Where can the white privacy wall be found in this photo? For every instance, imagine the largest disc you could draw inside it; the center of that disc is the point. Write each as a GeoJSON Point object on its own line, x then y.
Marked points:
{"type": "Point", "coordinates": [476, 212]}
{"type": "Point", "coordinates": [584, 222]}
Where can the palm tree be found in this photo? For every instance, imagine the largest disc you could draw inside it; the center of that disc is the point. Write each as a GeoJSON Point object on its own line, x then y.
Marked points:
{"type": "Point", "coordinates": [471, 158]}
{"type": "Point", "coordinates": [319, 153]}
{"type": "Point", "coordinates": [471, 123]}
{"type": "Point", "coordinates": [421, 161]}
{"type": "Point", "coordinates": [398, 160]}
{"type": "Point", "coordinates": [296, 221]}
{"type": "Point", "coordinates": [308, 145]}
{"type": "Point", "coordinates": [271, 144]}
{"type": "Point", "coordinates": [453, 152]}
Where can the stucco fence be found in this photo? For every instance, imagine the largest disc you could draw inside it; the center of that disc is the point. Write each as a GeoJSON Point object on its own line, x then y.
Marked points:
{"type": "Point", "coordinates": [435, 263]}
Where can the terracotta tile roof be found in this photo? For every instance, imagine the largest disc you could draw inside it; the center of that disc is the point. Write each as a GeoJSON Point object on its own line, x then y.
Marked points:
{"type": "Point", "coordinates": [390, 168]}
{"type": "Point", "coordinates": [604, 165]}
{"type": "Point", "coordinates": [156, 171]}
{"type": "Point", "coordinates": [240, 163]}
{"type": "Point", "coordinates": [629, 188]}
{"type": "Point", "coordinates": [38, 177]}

* * *

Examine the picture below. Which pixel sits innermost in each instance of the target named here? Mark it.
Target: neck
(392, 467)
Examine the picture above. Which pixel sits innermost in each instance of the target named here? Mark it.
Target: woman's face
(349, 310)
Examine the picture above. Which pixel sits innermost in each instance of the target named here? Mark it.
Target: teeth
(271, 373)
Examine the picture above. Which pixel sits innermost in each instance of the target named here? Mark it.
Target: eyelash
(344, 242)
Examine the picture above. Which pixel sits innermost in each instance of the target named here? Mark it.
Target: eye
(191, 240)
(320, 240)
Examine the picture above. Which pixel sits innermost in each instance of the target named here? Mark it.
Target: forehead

---

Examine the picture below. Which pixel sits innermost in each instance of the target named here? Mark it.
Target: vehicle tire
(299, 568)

HOW TO COMPLETE THIS TASK: Could you write out, exactly as they stand, only the lines above that begin at the line with "Where can the white" and stop after the line with "Where can the palm"?

RESPONSE TO THE EXERCISE:
Where can the white privacy wall be found in this photo? For every instance, imagine the largest disc you could draw inside it; the center of that disc is the point. Write each as a GeoJSON Point object on its own line, x then y.
Marked points:
{"type": "Point", "coordinates": [476, 212]}
{"type": "Point", "coordinates": [584, 222]}
Where can the palm tree be found in this photo? For every instance, imagine the largest disc you could draw inside it; the center of that disc is the point. Write each as a GeoJSON Point object on its own line, x then y.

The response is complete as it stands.